### Stated problem
Report how many lines in the data below contain the word "concrete", matching case exactly. Give only the number.

### Records shown
+ + + + +
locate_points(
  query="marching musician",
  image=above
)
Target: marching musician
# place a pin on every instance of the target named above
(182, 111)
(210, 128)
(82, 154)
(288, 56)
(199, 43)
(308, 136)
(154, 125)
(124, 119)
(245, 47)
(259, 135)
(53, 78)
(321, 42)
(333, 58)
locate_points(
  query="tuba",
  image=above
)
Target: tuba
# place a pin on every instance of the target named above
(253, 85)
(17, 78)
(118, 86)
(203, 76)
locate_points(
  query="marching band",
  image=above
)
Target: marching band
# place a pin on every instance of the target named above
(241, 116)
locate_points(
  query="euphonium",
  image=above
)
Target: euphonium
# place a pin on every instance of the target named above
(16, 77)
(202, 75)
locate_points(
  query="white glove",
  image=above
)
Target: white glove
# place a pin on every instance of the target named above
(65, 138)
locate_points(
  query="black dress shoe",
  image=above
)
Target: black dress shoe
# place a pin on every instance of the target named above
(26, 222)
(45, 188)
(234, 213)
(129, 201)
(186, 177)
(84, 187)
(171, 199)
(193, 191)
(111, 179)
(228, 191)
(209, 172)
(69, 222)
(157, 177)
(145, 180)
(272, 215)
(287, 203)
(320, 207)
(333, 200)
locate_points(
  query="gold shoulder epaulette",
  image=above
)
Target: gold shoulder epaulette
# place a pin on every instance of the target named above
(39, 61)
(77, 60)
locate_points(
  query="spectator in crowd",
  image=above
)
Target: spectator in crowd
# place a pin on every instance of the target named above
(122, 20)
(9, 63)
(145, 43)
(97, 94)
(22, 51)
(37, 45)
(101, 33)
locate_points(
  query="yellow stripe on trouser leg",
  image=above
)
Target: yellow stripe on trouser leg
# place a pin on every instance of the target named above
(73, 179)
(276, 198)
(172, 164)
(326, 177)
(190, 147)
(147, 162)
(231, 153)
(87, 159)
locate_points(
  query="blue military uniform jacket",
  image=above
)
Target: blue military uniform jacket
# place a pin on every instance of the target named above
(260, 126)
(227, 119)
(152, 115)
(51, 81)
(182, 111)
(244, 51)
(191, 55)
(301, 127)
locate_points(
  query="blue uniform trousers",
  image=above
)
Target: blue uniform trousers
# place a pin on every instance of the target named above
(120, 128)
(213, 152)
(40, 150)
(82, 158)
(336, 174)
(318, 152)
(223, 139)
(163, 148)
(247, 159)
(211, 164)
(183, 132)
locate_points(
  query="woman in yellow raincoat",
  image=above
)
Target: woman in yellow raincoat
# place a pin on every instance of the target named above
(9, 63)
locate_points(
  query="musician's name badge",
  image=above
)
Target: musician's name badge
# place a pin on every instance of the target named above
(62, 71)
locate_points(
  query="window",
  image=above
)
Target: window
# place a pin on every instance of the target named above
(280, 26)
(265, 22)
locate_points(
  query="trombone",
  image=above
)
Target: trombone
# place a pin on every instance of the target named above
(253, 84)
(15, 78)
+ + + + +
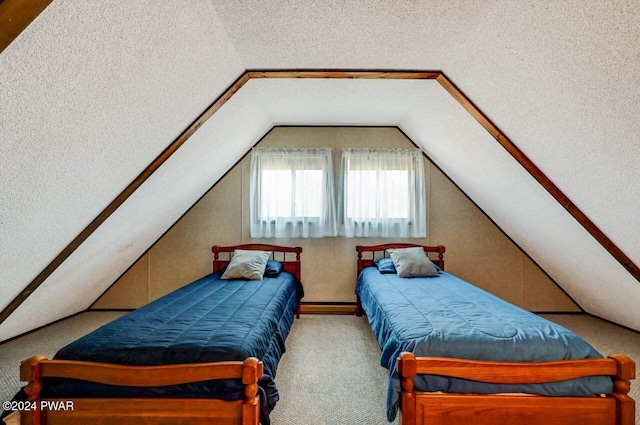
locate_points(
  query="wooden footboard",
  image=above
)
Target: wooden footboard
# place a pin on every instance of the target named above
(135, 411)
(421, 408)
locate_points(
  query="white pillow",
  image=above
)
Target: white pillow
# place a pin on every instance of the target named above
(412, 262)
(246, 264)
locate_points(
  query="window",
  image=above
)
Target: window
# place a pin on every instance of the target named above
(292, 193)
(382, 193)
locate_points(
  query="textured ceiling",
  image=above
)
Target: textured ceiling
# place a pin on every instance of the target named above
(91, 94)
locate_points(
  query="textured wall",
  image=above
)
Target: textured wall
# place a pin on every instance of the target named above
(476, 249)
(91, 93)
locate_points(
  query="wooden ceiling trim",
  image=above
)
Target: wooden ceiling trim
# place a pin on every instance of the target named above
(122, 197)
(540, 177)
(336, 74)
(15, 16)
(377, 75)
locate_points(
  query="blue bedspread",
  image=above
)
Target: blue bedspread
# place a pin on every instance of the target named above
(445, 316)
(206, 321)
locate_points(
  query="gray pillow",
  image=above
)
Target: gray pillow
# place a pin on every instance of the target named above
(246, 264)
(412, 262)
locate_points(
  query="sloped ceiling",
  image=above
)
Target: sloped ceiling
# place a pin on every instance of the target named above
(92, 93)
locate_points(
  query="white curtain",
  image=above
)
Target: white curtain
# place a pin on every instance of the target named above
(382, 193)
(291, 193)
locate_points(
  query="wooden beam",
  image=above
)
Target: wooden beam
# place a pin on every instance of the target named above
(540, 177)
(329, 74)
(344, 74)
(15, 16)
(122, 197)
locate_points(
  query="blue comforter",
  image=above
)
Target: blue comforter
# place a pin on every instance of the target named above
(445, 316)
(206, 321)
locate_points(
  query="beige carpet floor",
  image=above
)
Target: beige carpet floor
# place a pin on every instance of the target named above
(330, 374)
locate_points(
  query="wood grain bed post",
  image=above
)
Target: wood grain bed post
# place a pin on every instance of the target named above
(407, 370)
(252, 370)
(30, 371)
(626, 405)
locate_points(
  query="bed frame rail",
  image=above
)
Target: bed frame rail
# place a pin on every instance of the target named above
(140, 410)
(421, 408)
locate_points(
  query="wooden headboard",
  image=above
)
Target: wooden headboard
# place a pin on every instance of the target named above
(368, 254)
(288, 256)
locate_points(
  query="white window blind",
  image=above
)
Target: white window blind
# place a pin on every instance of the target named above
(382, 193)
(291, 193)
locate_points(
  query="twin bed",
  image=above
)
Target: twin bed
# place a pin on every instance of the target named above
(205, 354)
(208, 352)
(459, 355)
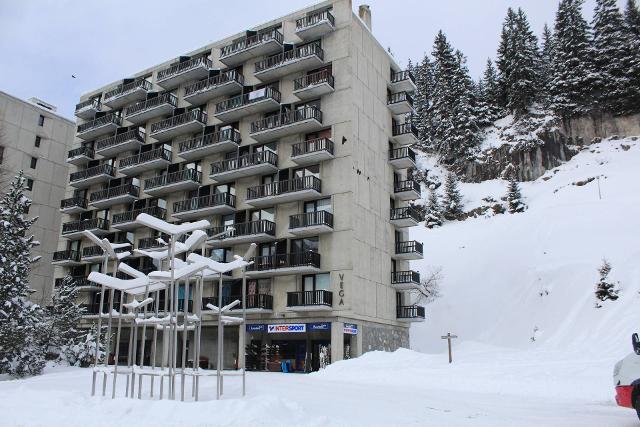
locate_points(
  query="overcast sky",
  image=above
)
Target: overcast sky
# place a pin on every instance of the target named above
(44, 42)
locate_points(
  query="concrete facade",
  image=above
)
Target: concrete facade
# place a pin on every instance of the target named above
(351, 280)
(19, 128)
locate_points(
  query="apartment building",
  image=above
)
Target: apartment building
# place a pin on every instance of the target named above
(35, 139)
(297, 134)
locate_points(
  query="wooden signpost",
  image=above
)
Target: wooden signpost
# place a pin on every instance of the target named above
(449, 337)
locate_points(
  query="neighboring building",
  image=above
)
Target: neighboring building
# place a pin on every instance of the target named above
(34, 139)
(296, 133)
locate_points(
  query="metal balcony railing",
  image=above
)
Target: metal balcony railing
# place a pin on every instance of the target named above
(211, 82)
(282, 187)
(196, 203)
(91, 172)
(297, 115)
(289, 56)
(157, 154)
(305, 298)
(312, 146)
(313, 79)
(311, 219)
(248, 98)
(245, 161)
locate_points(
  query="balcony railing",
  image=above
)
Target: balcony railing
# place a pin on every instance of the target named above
+ + + + +
### Finished exercise
2